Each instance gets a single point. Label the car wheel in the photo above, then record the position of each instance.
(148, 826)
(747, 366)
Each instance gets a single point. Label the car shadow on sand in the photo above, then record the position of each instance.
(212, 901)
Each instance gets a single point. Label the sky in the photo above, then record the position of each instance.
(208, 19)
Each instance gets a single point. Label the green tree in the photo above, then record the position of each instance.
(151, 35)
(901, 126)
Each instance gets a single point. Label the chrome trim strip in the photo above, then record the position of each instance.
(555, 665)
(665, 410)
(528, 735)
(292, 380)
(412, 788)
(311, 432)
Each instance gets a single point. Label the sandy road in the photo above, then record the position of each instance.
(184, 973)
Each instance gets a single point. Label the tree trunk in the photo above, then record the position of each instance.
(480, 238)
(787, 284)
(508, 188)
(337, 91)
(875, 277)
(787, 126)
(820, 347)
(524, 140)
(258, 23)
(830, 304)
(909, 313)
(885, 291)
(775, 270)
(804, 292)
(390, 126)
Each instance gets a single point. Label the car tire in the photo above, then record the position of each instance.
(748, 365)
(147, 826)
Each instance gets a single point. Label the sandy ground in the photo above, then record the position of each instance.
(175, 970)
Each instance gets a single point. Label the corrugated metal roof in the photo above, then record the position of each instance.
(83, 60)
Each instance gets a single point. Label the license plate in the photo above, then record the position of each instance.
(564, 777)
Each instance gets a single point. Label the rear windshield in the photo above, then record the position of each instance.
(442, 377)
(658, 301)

## Exercise objective
Write every entry out again exactly.

## Result below
Each instance gets a single point. Label the car wheel in the photo above, then record the position of each instance.
(148, 826)
(747, 366)
Each instance gets a single point. Label the car shadow on sand in the photo above, then record the position of each instance.
(212, 901)
Each instance gets a single point. Label the sky in the photo above, then record the position of each instance.
(208, 19)
Each instance gets a single point. Label the green tree in the photo above, then record the position of each instance.
(151, 35)
(901, 126)
Each instance gets a single point. Label the chrome trim strip in the photo above, then record the position of each instance.
(555, 665)
(665, 410)
(528, 735)
(292, 380)
(412, 788)
(311, 432)
Each instance gets a single point. Label the sandy road in the photo above, then record the position of each instance.
(184, 973)
Each instance gets a single point. Label the tree trunk in the photo above, then record the position of each instance.
(480, 238)
(787, 284)
(508, 188)
(337, 91)
(875, 277)
(787, 126)
(820, 347)
(524, 140)
(258, 23)
(830, 304)
(909, 313)
(885, 291)
(775, 270)
(804, 292)
(390, 126)
Each instance gets a single point. Label the car tire in the photo above, then record the position of each instance.
(748, 365)
(147, 826)
Each instance gets a single point. Label the sandy ground in the photo above, then record the position of each instance.
(175, 970)
Each instance gets a single point. Label the corrugated metal roof in the photo above, then record the position of each instance.
(83, 60)
Each instance gets a single point. Label the license plate in the photo above, then record the position of each instance.
(564, 777)
Each instance gets a single point. Label the rear windshield in the photo above, then record the position of each instance.
(442, 377)
(658, 301)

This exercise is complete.